- [The task]: Quote, without any change, the line that contains "Indicate the bobcat's spotted" and all lines that follow it to the end of the data below.

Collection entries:
+---+

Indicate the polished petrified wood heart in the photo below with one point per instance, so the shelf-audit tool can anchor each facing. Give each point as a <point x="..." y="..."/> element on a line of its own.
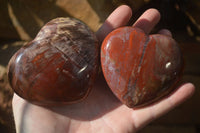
<point x="139" y="68"/>
<point x="58" y="66"/>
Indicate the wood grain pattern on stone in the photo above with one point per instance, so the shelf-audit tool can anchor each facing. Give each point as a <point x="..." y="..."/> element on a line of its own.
<point x="139" y="68"/>
<point x="58" y="66"/>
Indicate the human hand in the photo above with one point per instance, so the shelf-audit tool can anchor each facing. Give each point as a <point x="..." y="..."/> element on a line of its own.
<point x="101" y="111"/>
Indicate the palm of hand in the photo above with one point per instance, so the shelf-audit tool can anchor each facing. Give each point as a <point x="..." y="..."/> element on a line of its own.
<point x="101" y="111"/>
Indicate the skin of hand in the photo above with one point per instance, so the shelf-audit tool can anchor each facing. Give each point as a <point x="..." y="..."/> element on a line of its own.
<point x="101" y="111"/>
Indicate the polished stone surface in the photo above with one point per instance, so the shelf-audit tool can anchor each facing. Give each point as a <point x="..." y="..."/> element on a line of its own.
<point x="138" y="68"/>
<point x="59" y="66"/>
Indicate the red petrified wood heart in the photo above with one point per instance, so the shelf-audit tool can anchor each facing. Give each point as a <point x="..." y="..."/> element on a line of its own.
<point x="139" y="68"/>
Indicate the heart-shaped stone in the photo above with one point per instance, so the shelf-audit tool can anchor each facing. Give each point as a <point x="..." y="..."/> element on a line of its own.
<point x="58" y="66"/>
<point x="139" y="68"/>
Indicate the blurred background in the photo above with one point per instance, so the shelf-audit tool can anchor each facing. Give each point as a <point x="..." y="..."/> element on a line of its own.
<point x="20" y="21"/>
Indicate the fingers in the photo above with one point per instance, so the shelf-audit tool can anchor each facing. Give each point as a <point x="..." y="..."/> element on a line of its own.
<point x="119" y="17"/>
<point x="146" y="115"/>
<point x="165" y="32"/>
<point x="148" y="20"/>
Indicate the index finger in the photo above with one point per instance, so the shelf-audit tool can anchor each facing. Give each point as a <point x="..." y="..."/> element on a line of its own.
<point x="148" y="20"/>
<point x="119" y="17"/>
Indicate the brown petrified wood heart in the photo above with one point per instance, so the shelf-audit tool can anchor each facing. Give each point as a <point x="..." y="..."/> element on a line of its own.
<point x="59" y="66"/>
<point x="139" y="68"/>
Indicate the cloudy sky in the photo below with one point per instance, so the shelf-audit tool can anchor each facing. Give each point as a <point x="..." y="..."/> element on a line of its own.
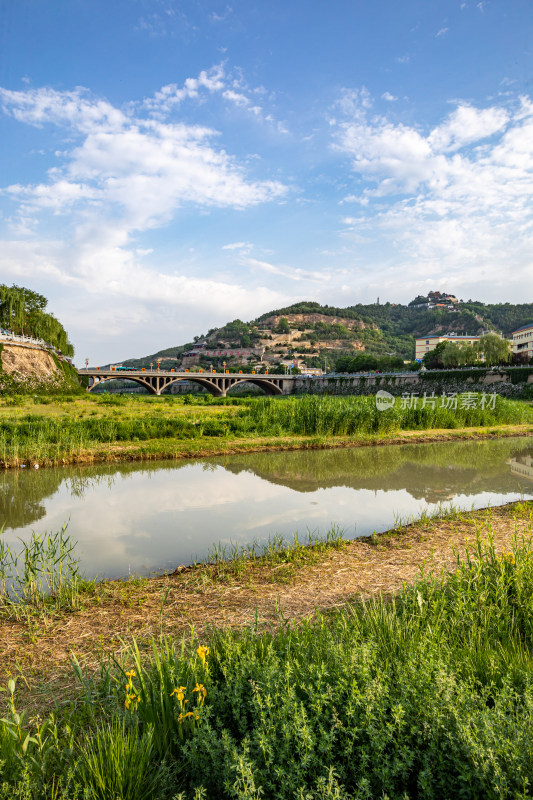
<point x="169" y="165"/>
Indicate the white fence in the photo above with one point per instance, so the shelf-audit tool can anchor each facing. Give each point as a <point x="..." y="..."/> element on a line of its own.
<point x="8" y="336"/>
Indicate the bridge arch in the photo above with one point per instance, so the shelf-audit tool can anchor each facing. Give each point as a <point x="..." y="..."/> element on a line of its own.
<point x="221" y="385"/>
<point x="269" y="387"/>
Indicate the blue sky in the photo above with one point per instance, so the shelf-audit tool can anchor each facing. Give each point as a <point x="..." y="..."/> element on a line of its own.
<point x="168" y="166"/>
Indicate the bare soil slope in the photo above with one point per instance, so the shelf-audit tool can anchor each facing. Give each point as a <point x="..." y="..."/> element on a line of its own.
<point x="28" y="361"/>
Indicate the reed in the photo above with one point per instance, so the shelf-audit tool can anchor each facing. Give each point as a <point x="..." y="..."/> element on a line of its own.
<point x="72" y="427"/>
<point x="42" y="576"/>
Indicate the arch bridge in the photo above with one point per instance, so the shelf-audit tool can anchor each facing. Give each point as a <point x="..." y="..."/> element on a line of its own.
<point x="217" y="383"/>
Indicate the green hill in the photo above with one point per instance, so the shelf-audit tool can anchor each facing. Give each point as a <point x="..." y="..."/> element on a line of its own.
<point x="316" y="332"/>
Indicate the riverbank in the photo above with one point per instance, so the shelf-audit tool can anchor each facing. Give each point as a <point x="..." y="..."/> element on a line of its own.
<point x="89" y="430"/>
<point x="286" y="583"/>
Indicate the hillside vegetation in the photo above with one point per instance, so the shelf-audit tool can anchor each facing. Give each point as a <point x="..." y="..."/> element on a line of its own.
<point x="23" y="312"/>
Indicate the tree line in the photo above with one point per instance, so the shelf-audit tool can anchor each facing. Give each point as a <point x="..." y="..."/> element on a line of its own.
<point x="24" y="312"/>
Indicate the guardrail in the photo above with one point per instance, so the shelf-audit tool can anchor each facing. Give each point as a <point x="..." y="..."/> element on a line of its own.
<point x="8" y="336"/>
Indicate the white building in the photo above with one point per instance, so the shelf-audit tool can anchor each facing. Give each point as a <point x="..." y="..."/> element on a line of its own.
<point x="522" y="341"/>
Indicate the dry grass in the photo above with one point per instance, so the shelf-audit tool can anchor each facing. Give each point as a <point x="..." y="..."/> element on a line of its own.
<point x="219" y="596"/>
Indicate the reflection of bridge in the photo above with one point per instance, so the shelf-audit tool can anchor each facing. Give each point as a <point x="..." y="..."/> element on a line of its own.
<point x="217" y="383"/>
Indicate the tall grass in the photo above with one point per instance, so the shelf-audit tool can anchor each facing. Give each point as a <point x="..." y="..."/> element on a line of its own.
<point x="45" y="437"/>
<point x="425" y="695"/>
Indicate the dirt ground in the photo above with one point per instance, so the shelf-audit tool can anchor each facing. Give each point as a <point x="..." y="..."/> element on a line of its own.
<point x="253" y="592"/>
<point x="27" y="361"/>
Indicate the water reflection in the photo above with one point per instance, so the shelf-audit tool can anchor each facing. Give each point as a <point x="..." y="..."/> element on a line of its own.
<point x="151" y="515"/>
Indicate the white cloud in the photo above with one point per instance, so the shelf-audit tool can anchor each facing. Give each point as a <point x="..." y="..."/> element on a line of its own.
<point x="121" y="174"/>
<point x="290" y="273"/>
<point x="242" y="246"/>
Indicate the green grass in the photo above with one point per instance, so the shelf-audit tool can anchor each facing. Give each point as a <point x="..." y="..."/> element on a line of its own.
<point x="70" y="428"/>
<point x="42" y="577"/>
<point x="425" y="695"/>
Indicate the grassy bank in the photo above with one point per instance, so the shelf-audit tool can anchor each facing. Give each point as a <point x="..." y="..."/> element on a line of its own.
<point x="82" y="429"/>
<point x="424" y="691"/>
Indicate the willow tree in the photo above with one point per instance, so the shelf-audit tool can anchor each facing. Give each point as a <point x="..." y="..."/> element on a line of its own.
<point x="23" y="311"/>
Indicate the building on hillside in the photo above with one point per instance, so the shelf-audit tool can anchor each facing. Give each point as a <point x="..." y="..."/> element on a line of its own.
<point x="522" y="342"/>
<point x="426" y="343"/>
<point x="193" y="356"/>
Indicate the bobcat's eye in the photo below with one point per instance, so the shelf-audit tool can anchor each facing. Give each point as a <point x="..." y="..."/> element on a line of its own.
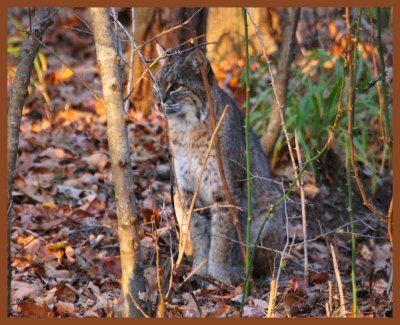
<point x="174" y="87"/>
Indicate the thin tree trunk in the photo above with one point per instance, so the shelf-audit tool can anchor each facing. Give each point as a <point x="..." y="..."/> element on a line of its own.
<point x="16" y="102"/>
<point x="272" y="132"/>
<point x="22" y="79"/>
<point x="107" y="58"/>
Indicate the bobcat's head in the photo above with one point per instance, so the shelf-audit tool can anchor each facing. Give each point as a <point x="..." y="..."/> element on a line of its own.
<point x="182" y="88"/>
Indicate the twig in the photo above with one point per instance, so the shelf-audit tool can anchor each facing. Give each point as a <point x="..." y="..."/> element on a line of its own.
<point x="274" y="286"/>
<point x="352" y="50"/>
<point x="19" y="92"/>
<point x="183" y="235"/>
<point x="131" y="59"/>
<point x="217" y="147"/>
<point x="330" y="304"/>
<point x="390" y="222"/>
<point x="303" y="206"/>
<point x="385" y="112"/>
<point x="169" y="30"/>
<point x="161" y="303"/>
<point x="147" y="68"/>
<point x="342" y="307"/>
<point x="271" y="302"/>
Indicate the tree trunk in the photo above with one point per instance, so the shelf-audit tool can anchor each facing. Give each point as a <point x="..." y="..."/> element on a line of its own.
<point x="107" y="58"/>
<point x="274" y="127"/>
<point x="19" y="92"/>
<point x="21" y="82"/>
<point x="225" y="26"/>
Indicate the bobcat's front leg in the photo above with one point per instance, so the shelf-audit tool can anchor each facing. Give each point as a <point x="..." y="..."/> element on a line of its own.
<point x="200" y="237"/>
<point x="222" y="234"/>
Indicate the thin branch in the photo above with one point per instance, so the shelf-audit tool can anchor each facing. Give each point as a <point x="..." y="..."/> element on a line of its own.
<point x="131" y="59"/>
<point x="352" y="51"/>
<point x="342" y="307"/>
<point x="303" y="206"/>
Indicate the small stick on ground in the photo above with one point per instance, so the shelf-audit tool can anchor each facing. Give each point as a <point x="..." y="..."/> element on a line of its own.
<point x="271" y="302"/>
<point x="303" y="205"/>
<point x="342" y="307"/>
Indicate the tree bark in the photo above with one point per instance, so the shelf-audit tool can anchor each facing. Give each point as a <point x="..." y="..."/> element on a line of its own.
<point x="273" y="130"/>
<point x="19" y="92"/>
<point x="21" y="82"/>
<point x="107" y="58"/>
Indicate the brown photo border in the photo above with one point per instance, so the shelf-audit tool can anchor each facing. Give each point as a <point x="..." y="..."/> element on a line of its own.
<point x="5" y="4"/>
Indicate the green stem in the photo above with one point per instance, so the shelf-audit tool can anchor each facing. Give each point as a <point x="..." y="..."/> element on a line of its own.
<point x="351" y="107"/>
<point x="248" y="164"/>
<point x="383" y="74"/>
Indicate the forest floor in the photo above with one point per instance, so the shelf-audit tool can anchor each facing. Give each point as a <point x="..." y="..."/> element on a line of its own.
<point x="64" y="240"/>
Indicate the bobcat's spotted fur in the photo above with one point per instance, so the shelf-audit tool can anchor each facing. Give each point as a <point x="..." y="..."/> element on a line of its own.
<point x="212" y="232"/>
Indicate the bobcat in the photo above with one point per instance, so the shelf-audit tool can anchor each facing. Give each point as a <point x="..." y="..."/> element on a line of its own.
<point x="212" y="230"/>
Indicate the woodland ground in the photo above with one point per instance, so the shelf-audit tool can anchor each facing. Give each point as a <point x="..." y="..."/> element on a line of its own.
<point x="64" y="235"/>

+---+

- [Task answer]:
Indicate the bobcat's spotted fur in the photo above with one point per instance, so the shelf-audit tool can anchor each facing. Give each point as a <point x="..." y="..."/> element on a line of its own.
<point x="212" y="232"/>
Indicate the bobcat in the photo above with one point per instance, so the shelf-audit tool can anchor each facing. Give each point as a <point x="..." y="..."/> element on a line of its own.
<point x="212" y="230"/>
Indicate the woodland ground in the photo above with one point per instance, so the shelf-audit tool can anchor each facing. Give each point as a <point x="..." y="..."/> element on a line of its own.
<point x="64" y="235"/>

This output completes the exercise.